• June was the worst month for contract awards since August 2012
  • In the first half of 2015 project contracts worth $75.3bn were awarded
  • Saudi Arabia was the best performing nation in terms of contract awards
  • All other GCC nations saw a reduction in contract awards compared to the first half of 2014

The value of first half contract awards in the GCC dropped to $75.3bn in 2015, falling by 31.5 per cent compared with the same period in 2014 as lower oil prices continue to weigh on region’s project market.

Over the first six months of 2015 contract awards peaked in February, when contracts worth $21.2bn were awarded.

Awards saw a steady decline over the following four months, falling to $5.2bn in June, which was the worst month for contract awards in the region since August 2012, according to projects tracking service MEED Projects.

Awards slump

The latest decline started in the second half of 2014 and follows an exceptionally good period for project awards.
__________________________________________________
**GIVEN PROBLEM**: Continue the report on GCC project contract awards from the point where it stops, adding the next few sentences. The lines that follow are separate material and have no connection to the report on GCC contract awards.

**SUPPLIED INFORMATION**:
__________________________________________________
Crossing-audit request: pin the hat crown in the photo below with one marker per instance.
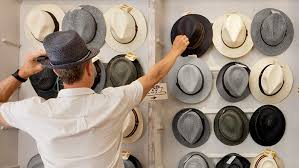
__________________________________________________
**ANSWER TO THIS TASK**:
The first half of 2014 saw $109.9bn in contracts awarded, a 36 per cent improvement on the first half of 2013, which saw $80.8bn awarded.

In the second half of 2014 there was a significant decline in contract awards, with only $72.7bn being awarded.

Though contract awards rose slightly in the first half of 2015 compared with the preceding six months, they remain low by the standards of recent years.

The current period of reduced project contract awards comes in the wake of the collapse in oil prices that occurred over the second half of 2014, slashing revenues for GCC oil producers and introducing a new element of uncertainty for large capital projects in the region as governments considered budget cuts.

Saudi Arabia

The best-performing country in the region over the first half of 2015 was Saudi Arabia, which saw $27.4bn in contracts awarded over the first half of 2015.

As well as seeing the highest value in contract awards in the GCC it also was the only nation to see an expansion in the value of contract awards, which rose by 7.2 per cent compared with the same period in 2014.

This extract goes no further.